= Exercise =
Continue the passage on a rate limiter node going down, picking up right after its final sentence.

━━━━━ Text to read ━━━━━

Skip to content

Rate Limiter Node Down

Rate Limiter Node Down#

The simplest failure scenario. Rate limiter nodes are stateless — all counter state lives in Redis. A node going down loses nothing.


What Happens#

You have 10 rate limiter nodes behind a load balancer. Node 3 crashes.

Normal flow:
  Request → Load Balancer → Node 3 → Redis → allow/block

Node 3 down:
  Load Balancer health check fails for Node 3
  LB stops routing to Node 3 (within 5-10 seconds)
  All traffic redistributed across remaining 9 nodes

Users experience nothing visible — maybe a brief latency spike during the 5-10 second health check detection window. After that, traffic routes normally to the remaining nodes.


Why No State Is Lost#

Rate limiter nodes are completely stateless (except for the in-process rule cache and local counters). All counter state — every user's request count — lives in Redis, not in the rate limiter node itself.

When Node 3 crashes: - No counters are lost — they were never stored on Node 3 - No requests need to be replayed — Redis has the full state - Any other node can handle any request — they all talk to the same Redis cluster

This is exactly why the base architecture decision to keep rate limiter nodes stateless was correct. Stateless nodes are trivially replaceable.

━━━━━ Dataset rows ━━━━━

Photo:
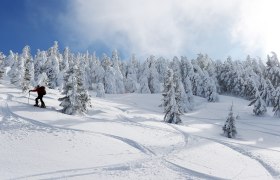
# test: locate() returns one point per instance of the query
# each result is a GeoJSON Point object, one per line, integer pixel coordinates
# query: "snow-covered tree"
{"type": "Point", "coordinates": [100, 92]}
{"type": "Point", "coordinates": [52, 65]}
{"type": "Point", "coordinates": [76, 99]}
{"type": "Point", "coordinates": [276, 104]}
{"type": "Point", "coordinates": [143, 79]}
{"type": "Point", "coordinates": [2, 65]}
{"type": "Point", "coordinates": [43, 80]}
{"type": "Point", "coordinates": [131, 76]}
{"type": "Point", "coordinates": [97, 71]}
{"type": "Point", "coordinates": [28, 69]}
{"type": "Point", "coordinates": [229, 127]}
{"type": "Point", "coordinates": [153, 79]}
{"type": "Point", "coordinates": [273, 69]}
{"type": "Point", "coordinates": [119, 82]}
{"type": "Point", "coordinates": [183, 99]}
{"type": "Point", "coordinates": [259, 105]}
{"type": "Point", "coordinates": [170, 100]}
{"type": "Point", "coordinates": [210, 89]}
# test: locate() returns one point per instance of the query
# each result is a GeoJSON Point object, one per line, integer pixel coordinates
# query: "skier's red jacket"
{"type": "Point", "coordinates": [39, 90]}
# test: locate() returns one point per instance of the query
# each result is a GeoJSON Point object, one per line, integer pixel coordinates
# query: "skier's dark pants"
{"type": "Point", "coordinates": [41, 99]}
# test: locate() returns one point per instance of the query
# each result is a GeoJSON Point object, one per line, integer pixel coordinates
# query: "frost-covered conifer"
{"type": "Point", "coordinates": [273, 69]}
{"type": "Point", "coordinates": [119, 82]}
{"type": "Point", "coordinates": [109, 76]}
{"type": "Point", "coordinates": [43, 80]}
{"type": "Point", "coordinates": [14, 73]}
{"type": "Point", "coordinates": [276, 104]}
{"type": "Point", "coordinates": [76, 99]}
{"type": "Point", "coordinates": [210, 90]}
{"type": "Point", "coordinates": [100, 92]}
{"type": "Point", "coordinates": [52, 65]}
{"type": "Point", "coordinates": [153, 78]}
{"type": "Point", "coordinates": [2, 65]}
{"type": "Point", "coordinates": [131, 76]}
{"type": "Point", "coordinates": [229, 127]}
{"type": "Point", "coordinates": [97, 71]}
{"type": "Point", "coordinates": [170, 100]}
{"type": "Point", "coordinates": [143, 79]}
{"type": "Point", "coordinates": [28, 69]}
{"type": "Point", "coordinates": [162, 66]}
{"type": "Point", "coordinates": [259, 105]}
{"type": "Point", "coordinates": [183, 100]}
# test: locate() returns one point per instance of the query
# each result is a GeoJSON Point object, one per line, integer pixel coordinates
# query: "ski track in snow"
{"type": "Point", "coordinates": [11, 120]}
{"type": "Point", "coordinates": [274, 173]}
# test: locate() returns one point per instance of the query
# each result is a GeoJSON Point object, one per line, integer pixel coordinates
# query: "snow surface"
{"type": "Point", "coordinates": [123, 136]}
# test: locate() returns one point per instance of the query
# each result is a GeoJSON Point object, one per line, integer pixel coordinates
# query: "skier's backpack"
{"type": "Point", "coordinates": [43, 90]}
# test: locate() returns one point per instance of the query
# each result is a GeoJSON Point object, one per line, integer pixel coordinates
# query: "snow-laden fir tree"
{"type": "Point", "coordinates": [131, 76]}
{"type": "Point", "coordinates": [118, 75]}
{"type": "Point", "coordinates": [266, 89]}
{"type": "Point", "coordinates": [14, 71]}
{"type": "Point", "coordinates": [170, 99]}
{"type": "Point", "coordinates": [162, 66]}
{"type": "Point", "coordinates": [276, 102]}
{"type": "Point", "coordinates": [8, 61]}
{"type": "Point", "coordinates": [100, 92]}
{"type": "Point", "coordinates": [97, 71]}
{"type": "Point", "coordinates": [259, 105]}
{"type": "Point", "coordinates": [52, 65]}
{"type": "Point", "coordinates": [2, 65]}
{"type": "Point", "coordinates": [28, 71]}
{"type": "Point", "coordinates": [109, 75]}
{"type": "Point", "coordinates": [43, 80]}
{"type": "Point", "coordinates": [153, 78]}
{"type": "Point", "coordinates": [273, 69]}
{"type": "Point", "coordinates": [229, 127]}
{"type": "Point", "coordinates": [76, 99]}
{"type": "Point", "coordinates": [182, 98]}
{"type": "Point", "coordinates": [210, 90]}
{"type": "Point", "coordinates": [143, 79]}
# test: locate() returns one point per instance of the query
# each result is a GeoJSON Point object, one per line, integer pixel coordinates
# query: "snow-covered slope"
{"type": "Point", "coordinates": [123, 137]}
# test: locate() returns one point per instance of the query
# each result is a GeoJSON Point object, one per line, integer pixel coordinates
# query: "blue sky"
{"type": "Point", "coordinates": [159, 27]}
{"type": "Point", "coordinates": [22, 25]}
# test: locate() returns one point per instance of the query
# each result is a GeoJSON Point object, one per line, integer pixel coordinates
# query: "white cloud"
{"type": "Point", "coordinates": [257, 28]}
{"type": "Point", "coordinates": [172, 27]}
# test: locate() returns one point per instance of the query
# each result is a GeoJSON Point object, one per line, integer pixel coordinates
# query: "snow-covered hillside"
{"type": "Point", "coordinates": [124, 137]}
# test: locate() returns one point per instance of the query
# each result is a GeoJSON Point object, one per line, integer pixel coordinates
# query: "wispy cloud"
{"type": "Point", "coordinates": [173, 27]}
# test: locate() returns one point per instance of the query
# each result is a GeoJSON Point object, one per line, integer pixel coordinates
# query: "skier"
{"type": "Point", "coordinates": [41, 92]}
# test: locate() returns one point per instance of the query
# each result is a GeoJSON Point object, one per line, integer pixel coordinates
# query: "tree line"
{"type": "Point", "coordinates": [178, 79]}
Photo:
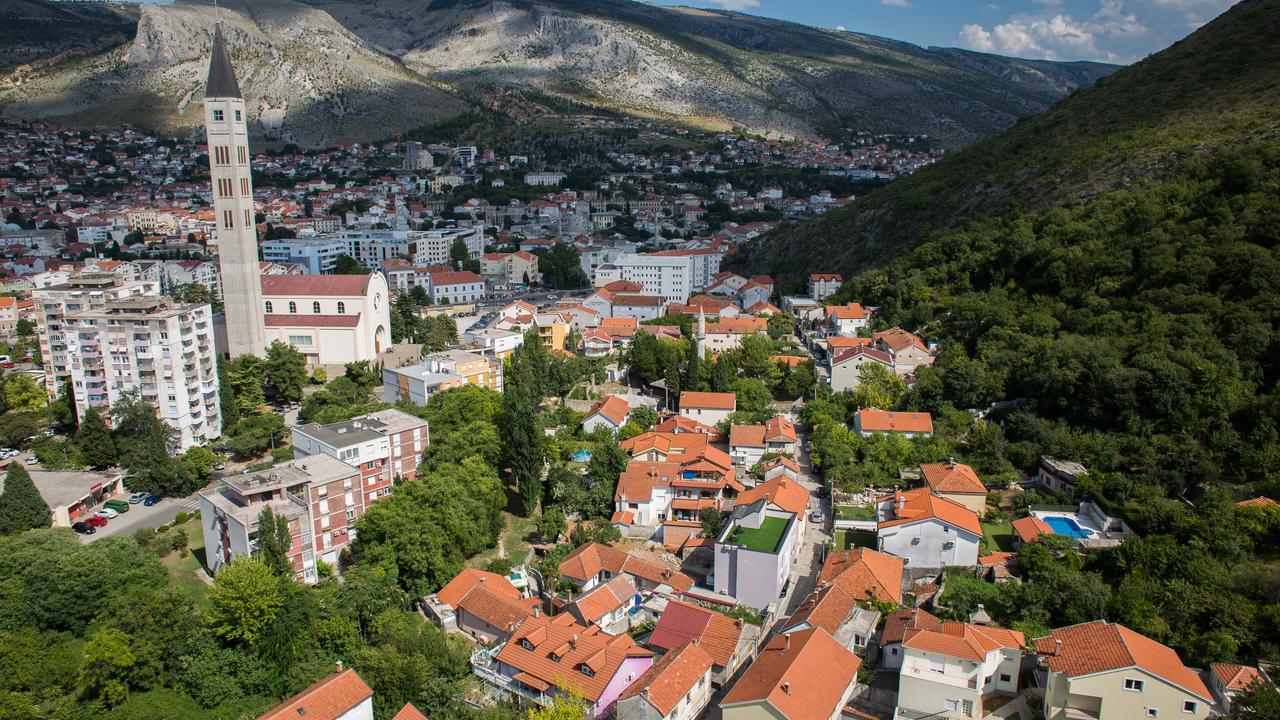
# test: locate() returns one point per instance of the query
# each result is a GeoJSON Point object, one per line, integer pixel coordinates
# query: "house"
{"type": "Point", "coordinates": [864, 574]}
{"type": "Point", "coordinates": [871, 420]}
{"type": "Point", "coordinates": [707, 408]}
{"type": "Point", "coordinates": [606, 605]}
{"type": "Point", "coordinates": [956, 482]}
{"type": "Point", "coordinates": [676, 687]}
{"type": "Point", "coordinates": [339, 696]}
{"type": "Point", "coordinates": [897, 625]}
{"type": "Point", "coordinates": [846, 367]}
{"type": "Point", "coordinates": [908, 350]}
{"type": "Point", "coordinates": [484, 606]}
{"type": "Point", "coordinates": [1226, 680]}
{"type": "Point", "coordinates": [804, 675]}
{"type": "Point", "coordinates": [728, 642]}
{"type": "Point", "coordinates": [959, 669]}
{"type": "Point", "coordinates": [611, 413]}
{"type": "Point", "coordinates": [846, 320]}
{"type": "Point", "coordinates": [1059, 475]}
{"type": "Point", "coordinates": [754, 554]}
{"type": "Point", "coordinates": [927, 531]}
{"type": "Point", "coordinates": [1106, 671]}
{"type": "Point", "coordinates": [549, 656]}
{"type": "Point", "coordinates": [824, 285]}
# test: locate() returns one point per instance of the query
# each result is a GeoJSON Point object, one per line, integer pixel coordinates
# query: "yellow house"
{"type": "Point", "coordinates": [1106, 671]}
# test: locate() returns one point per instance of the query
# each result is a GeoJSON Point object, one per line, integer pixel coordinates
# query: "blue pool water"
{"type": "Point", "coordinates": [1068, 527]}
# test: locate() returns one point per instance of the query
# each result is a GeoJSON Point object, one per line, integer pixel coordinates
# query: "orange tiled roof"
{"type": "Point", "coordinates": [328, 700]}
{"type": "Point", "coordinates": [920, 504]}
{"type": "Point", "coordinates": [954, 478]}
{"type": "Point", "coordinates": [803, 675]}
{"type": "Point", "coordinates": [1101, 647]}
{"type": "Point", "coordinates": [864, 573]}
{"type": "Point", "coordinates": [670, 679]}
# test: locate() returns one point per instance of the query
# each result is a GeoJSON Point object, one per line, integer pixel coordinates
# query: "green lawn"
{"type": "Point", "coordinates": [846, 540]}
{"type": "Point", "coordinates": [854, 513]}
{"type": "Point", "coordinates": [997, 536]}
{"type": "Point", "coordinates": [764, 538]}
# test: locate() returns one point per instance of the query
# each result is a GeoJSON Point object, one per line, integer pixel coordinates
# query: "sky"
{"type": "Point", "coordinates": [1110, 31]}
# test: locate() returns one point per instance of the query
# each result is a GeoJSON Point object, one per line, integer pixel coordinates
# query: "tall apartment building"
{"type": "Point", "coordinates": [112, 338]}
{"type": "Point", "coordinates": [319, 496]}
{"type": "Point", "coordinates": [53, 304]}
{"type": "Point", "coordinates": [385, 446]}
{"type": "Point", "coordinates": [668, 276]}
{"type": "Point", "coordinates": [227, 132]}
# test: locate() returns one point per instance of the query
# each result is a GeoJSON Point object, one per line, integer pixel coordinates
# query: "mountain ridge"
{"type": "Point", "coordinates": [411, 65]}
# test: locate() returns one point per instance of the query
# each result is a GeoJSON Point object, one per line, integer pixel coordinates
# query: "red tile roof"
{"type": "Point", "coordinates": [670, 679]}
{"type": "Point", "coordinates": [1095, 647]}
{"type": "Point", "coordinates": [864, 573]}
{"type": "Point", "coordinates": [684, 623]}
{"type": "Point", "coordinates": [327, 700]}
{"type": "Point", "coordinates": [309, 286]}
{"type": "Point", "coordinates": [804, 675]}
{"type": "Point", "coordinates": [952, 478]}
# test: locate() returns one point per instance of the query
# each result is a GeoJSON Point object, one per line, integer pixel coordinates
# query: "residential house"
{"type": "Point", "coordinates": [846, 367]}
{"type": "Point", "coordinates": [481, 605]}
{"type": "Point", "coordinates": [707, 408]}
{"type": "Point", "coordinates": [959, 670]}
{"type": "Point", "coordinates": [956, 482]}
{"type": "Point", "coordinates": [824, 285]}
{"type": "Point", "coordinates": [728, 642]}
{"type": "Point", "coordinates": [804, 675]}
{"type": "Point", "coordinates": [871, 420]}
{"type": "Point", "coordinates": [676, 687]}
{"type": "Point", "coordinates": [754, 554]}
{"type": "Point", "coordinates": [611, 413]}
{"type": "Point", "coordinates": [927, 531]}
{"type": "Point", "coordinates": [548, 656]}
{"type": "Point", "coordinates": [1106, 671]}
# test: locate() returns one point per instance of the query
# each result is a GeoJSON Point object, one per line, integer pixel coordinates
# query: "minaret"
{"type": "Point", "coordinates": [227, 133]}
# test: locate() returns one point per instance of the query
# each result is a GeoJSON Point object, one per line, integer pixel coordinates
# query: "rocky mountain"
{"type": "Point", "coordinates": [1211, 92]}
{"type": "Point", "coordinates": [318, 71]}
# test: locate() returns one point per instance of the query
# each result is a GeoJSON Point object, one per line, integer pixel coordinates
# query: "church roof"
{"type": "Point", "coordinates": [222, 77]}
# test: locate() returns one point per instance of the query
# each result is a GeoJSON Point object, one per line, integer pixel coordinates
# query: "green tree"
{"type": "Point", "coordinates": [284, 372]}
{"type": "Point", "coordinates": [21, 505]}
{"type": "Point", "coordinates": [243, 601]}
{"type": "Point", "coordinates": [23, 395]}
{"type": "Point", "coordinates": [94, 441]}
{"type": "Point", "coordinates": [274, 542]}
{"type": "Point", "coordinates": [108, 665]}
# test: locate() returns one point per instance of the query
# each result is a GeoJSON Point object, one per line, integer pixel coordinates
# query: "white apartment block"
{"type": "Point", "coordinates": [151, 346]}
{"type": "Point", "coordinates": [668, 276]}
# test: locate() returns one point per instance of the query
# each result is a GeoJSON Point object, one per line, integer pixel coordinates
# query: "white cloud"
{"type": "Point", "coordinates": [1119, 31]}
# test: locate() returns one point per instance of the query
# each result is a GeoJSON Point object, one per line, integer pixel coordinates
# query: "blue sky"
{"type": "Point", "coordinates": [1112, 31]}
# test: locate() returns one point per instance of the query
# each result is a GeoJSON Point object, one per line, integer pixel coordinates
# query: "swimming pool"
{"type": "Point", "coordinates": [1066, 527]}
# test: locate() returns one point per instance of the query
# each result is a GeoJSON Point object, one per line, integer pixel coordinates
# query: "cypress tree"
{"type": "Point", "coordinates": [21, 505]}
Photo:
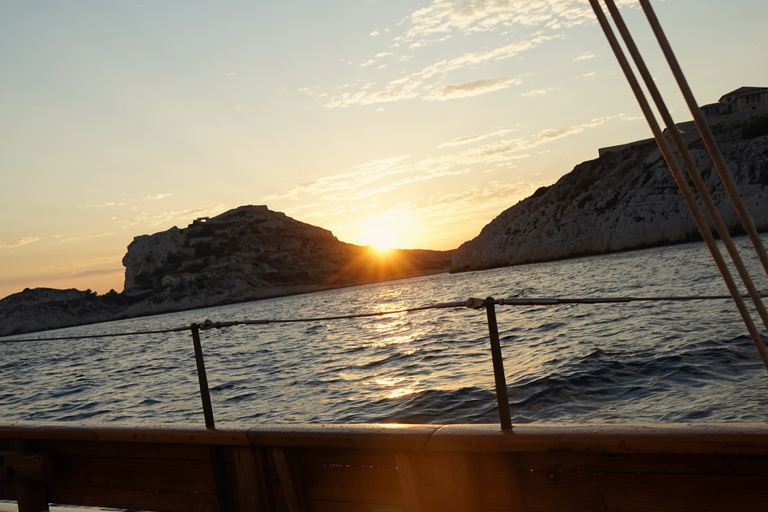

━━━━━

= Task response =
Local Counter Loss#

The one thing lost when Node 3 crashes is its in-process local counters — the Layer 1 pre-filter cache. These are small and ephemeral by design.

When traffic for affected users reroutes to Node 4, Node 4 starts with a fresh local counter for those users. For a brief window, those users bypass the local pre-filter and hit Redis directly. This is fine — Redis is the source of truth, and the local counter is only a performance optimization, not a correctness requirement.


Summary#

Detection     : LB health check → 5-10 seconds
Impact        : brief latency spike, then normal
State lost    : none (stateless nodes, Redis has all counters)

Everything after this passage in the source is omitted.